* Begin *

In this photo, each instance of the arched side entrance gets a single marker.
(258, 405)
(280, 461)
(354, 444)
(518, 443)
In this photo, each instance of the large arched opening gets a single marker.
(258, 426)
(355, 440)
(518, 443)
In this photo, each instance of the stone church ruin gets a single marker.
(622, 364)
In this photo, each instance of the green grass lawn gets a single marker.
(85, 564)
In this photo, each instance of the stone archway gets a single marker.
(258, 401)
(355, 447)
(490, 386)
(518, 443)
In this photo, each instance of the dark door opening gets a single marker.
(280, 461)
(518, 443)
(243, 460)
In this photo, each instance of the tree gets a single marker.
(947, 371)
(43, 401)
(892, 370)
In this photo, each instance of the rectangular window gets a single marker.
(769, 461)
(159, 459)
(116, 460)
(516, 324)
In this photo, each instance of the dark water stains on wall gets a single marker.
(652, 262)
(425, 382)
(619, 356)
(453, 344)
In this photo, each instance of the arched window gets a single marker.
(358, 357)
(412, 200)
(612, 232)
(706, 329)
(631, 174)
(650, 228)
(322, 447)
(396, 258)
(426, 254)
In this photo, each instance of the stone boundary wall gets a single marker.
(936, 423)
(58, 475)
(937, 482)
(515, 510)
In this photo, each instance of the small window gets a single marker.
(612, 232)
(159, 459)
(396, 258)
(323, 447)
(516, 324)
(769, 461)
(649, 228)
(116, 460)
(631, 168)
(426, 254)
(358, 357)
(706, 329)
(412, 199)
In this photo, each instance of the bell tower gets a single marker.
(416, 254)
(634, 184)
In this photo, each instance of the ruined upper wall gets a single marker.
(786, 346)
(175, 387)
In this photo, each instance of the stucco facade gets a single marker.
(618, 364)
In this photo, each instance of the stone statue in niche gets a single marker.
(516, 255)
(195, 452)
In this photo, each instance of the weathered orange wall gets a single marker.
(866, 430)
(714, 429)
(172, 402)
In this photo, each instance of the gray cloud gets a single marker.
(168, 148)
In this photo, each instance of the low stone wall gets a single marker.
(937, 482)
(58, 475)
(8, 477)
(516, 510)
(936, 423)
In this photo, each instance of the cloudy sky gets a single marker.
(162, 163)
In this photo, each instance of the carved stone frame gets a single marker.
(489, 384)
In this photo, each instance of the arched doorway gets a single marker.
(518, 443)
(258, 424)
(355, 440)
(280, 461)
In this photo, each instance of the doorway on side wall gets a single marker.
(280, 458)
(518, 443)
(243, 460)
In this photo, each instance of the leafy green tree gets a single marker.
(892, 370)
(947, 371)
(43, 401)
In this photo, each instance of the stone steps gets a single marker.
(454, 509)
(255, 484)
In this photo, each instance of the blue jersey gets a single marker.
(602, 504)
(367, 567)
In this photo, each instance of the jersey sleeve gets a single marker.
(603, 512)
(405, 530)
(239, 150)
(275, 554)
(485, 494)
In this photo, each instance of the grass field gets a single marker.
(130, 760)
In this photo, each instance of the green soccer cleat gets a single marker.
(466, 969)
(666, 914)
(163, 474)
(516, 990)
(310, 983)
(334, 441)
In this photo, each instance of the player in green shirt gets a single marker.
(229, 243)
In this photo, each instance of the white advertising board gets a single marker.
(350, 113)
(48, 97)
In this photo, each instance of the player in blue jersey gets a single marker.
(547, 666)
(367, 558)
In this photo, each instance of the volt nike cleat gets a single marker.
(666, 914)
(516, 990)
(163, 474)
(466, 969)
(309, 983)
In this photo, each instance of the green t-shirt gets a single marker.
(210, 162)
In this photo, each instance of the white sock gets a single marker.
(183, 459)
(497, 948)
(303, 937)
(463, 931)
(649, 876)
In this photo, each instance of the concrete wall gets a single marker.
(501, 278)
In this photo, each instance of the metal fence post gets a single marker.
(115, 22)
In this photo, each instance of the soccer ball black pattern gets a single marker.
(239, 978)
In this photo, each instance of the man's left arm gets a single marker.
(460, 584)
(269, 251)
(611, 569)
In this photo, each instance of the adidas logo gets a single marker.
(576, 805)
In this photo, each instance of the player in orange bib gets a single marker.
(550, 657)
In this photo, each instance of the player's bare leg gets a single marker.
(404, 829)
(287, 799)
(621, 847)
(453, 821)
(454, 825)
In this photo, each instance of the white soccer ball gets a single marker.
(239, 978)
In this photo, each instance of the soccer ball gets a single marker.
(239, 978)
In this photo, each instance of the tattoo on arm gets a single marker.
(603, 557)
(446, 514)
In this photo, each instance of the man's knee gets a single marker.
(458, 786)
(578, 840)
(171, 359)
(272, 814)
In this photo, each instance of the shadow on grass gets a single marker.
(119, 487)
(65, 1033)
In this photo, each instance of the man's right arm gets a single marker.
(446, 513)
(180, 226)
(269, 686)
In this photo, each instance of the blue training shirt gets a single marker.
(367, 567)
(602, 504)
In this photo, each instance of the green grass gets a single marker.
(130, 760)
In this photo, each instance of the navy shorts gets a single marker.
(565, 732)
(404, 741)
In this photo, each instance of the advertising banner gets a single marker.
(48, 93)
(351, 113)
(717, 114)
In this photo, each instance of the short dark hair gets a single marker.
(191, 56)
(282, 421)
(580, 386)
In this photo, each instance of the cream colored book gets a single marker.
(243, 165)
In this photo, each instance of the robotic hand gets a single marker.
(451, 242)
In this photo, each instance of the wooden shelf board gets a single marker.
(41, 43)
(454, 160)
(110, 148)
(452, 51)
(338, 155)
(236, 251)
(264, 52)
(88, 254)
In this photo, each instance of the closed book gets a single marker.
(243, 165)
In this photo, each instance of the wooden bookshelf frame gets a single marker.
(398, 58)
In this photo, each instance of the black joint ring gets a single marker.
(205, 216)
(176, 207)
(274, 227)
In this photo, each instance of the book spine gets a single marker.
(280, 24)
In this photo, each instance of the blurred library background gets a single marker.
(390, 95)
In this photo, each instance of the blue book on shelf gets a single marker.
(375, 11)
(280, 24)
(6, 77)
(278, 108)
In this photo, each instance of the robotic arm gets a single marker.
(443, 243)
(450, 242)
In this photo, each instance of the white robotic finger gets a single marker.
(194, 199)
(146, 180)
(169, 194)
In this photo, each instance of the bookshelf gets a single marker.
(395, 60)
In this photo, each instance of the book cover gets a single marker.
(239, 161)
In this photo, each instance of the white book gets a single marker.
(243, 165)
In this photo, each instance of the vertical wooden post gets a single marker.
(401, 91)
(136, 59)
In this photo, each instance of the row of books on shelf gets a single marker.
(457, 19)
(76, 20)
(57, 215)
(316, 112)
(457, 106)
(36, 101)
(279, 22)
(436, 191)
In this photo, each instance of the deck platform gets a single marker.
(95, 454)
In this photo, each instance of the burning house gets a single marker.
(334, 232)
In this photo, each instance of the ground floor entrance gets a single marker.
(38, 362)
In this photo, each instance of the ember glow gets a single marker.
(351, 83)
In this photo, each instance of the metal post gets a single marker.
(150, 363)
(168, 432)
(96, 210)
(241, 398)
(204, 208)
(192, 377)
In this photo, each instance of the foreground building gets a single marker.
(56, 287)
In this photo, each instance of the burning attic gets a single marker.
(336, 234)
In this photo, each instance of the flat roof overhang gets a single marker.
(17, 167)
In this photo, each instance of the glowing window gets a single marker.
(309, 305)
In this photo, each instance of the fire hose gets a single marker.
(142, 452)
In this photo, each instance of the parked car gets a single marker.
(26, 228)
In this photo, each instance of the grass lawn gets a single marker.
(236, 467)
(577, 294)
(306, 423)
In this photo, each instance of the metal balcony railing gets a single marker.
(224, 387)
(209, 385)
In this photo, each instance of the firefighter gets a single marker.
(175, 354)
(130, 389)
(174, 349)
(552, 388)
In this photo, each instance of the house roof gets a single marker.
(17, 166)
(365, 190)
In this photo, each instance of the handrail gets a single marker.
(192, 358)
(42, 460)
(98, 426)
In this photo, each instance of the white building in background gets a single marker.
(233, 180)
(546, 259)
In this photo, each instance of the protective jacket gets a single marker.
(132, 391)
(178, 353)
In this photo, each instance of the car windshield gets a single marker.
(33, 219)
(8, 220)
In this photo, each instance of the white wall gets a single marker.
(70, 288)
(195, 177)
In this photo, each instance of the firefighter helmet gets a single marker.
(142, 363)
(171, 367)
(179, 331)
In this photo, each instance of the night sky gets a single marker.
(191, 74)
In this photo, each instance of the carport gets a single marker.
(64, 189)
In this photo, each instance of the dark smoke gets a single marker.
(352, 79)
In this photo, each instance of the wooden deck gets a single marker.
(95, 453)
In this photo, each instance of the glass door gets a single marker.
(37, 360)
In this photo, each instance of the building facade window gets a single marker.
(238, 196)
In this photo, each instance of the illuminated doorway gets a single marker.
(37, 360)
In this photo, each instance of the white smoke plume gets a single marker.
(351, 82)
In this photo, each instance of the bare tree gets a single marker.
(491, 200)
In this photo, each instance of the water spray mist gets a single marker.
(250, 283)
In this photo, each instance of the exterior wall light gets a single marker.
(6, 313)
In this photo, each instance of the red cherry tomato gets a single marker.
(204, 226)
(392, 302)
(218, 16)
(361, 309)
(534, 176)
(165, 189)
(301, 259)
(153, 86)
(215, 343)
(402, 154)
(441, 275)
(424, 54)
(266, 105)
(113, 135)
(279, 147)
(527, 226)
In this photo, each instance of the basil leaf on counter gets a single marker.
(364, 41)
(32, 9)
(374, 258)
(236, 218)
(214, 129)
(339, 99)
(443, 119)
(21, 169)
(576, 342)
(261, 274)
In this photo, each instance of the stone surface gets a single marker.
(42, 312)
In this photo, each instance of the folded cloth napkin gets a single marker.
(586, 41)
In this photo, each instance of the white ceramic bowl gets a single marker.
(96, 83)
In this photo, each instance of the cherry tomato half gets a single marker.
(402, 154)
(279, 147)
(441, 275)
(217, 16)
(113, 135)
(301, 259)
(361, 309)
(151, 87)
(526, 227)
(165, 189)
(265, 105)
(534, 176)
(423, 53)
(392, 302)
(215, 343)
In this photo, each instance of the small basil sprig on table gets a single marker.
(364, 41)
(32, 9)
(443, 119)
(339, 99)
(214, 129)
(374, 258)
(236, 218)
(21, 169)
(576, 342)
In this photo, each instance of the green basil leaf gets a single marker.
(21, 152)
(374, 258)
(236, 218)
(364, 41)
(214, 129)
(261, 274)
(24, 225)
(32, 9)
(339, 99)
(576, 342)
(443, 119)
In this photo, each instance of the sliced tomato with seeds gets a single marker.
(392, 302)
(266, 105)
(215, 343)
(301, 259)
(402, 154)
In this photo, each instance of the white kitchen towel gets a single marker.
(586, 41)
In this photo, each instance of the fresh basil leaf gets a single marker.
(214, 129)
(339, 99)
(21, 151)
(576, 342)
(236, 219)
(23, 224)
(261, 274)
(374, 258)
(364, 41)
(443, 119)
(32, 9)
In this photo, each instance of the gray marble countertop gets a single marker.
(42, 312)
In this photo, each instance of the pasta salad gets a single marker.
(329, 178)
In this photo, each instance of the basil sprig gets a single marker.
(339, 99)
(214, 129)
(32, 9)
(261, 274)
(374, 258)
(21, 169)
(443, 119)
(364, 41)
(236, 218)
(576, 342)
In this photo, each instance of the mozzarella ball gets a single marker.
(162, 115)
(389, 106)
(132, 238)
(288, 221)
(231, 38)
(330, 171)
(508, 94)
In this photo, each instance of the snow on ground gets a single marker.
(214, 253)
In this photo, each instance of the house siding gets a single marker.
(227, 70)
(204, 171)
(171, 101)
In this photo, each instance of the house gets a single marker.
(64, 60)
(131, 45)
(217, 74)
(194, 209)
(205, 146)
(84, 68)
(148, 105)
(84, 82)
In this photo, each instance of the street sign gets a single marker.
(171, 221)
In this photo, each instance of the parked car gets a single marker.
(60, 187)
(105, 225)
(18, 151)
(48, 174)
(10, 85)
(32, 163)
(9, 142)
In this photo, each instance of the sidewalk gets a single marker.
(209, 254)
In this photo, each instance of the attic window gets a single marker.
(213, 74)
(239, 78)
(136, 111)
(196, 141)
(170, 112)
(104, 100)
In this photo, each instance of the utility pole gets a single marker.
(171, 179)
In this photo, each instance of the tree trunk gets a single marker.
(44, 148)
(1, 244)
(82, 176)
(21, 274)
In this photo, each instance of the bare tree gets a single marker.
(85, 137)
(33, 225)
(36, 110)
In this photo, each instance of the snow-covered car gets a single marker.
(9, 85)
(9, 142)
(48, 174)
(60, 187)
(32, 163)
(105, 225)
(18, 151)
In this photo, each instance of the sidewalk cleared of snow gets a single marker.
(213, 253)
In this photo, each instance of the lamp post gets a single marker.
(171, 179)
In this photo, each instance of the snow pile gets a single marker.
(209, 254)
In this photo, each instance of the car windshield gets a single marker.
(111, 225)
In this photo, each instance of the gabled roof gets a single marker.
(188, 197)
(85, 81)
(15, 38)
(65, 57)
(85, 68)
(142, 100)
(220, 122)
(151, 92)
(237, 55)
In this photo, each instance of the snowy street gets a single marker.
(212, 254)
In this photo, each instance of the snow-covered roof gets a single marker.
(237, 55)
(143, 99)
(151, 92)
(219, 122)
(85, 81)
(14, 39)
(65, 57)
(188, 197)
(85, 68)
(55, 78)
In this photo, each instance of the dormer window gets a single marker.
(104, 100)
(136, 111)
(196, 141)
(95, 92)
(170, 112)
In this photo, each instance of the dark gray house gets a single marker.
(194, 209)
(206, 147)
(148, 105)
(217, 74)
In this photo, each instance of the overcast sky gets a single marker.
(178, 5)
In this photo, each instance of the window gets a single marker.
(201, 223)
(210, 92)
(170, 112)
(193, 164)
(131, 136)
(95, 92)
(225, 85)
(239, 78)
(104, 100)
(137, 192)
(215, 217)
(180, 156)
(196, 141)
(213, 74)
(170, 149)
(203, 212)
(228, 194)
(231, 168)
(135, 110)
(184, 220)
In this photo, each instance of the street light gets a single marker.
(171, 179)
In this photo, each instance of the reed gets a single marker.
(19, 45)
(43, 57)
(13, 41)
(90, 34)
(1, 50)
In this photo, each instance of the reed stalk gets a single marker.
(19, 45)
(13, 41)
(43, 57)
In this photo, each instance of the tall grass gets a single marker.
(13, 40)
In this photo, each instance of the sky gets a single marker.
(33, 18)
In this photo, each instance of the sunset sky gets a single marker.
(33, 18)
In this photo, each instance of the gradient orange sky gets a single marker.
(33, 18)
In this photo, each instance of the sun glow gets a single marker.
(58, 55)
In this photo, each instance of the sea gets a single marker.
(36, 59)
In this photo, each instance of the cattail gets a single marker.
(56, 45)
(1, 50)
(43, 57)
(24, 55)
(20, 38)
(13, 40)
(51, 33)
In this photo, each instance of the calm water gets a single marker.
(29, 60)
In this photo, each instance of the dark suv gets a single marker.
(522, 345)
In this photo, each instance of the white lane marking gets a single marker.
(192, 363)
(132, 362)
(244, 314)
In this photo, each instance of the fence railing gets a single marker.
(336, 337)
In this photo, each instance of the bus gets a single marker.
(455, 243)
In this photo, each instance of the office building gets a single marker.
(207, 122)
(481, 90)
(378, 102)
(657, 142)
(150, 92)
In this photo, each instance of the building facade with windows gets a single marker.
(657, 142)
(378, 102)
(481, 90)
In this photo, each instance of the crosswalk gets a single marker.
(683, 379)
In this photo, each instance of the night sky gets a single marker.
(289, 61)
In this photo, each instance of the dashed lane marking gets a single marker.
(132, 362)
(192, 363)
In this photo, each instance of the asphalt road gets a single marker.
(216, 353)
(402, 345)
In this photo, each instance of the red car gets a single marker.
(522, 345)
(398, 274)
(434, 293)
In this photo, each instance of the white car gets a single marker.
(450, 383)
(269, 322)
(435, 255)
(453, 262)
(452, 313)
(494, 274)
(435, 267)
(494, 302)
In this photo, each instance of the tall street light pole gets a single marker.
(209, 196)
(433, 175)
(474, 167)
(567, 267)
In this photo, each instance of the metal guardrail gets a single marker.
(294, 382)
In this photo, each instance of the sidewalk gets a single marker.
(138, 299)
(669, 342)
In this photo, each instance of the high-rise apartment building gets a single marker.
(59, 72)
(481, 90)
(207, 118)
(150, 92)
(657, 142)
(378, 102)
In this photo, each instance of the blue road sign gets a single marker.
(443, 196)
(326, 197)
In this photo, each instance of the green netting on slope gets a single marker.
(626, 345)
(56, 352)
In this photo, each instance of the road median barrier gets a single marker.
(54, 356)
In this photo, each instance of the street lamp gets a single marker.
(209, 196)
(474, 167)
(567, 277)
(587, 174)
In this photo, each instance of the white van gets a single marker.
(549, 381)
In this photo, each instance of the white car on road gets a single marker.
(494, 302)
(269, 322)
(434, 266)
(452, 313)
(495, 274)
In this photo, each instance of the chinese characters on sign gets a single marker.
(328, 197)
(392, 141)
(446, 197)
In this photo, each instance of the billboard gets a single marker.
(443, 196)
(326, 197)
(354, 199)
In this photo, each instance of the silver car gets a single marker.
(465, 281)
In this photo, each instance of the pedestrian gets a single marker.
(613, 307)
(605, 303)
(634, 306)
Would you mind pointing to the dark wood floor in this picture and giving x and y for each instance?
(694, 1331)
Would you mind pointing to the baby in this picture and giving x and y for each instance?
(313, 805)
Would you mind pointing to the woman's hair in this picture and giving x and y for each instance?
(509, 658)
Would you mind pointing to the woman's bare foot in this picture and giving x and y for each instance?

* End *

Your task → Extract every line from the one with "In this photo, each instance of the chinese" down to the final line above, both included, exactly as written.

The reply →
In this photo, each instance of the chinese characters on sign gets a single marker.
(328, 197)
(392, 141)
(446, 197)
In this photo, each instance of the billboard gets a single marker.
(443, 196)
(326, 197)
(354, 199)
In this photo, each instance of the silver car gets a single marker.
(465, 281)
In this photo, each instance of the pedestrian gets a single marker.
(613, 307)
(605, 303)
(634, 306)
Would you mind pointing to the dark wood floor in this picture and giving x and y for each instance?
(694, 1331)
Would you mind pointing to the baby in this picture and giving x and y for each instance?
(313, 805)
Would you mind pointing to the woman's hair in this picture and giving x and y for each instance?
(509, 658)
Would you mind pointing to the woman's bare foot in this picture and giving x and y for each instance?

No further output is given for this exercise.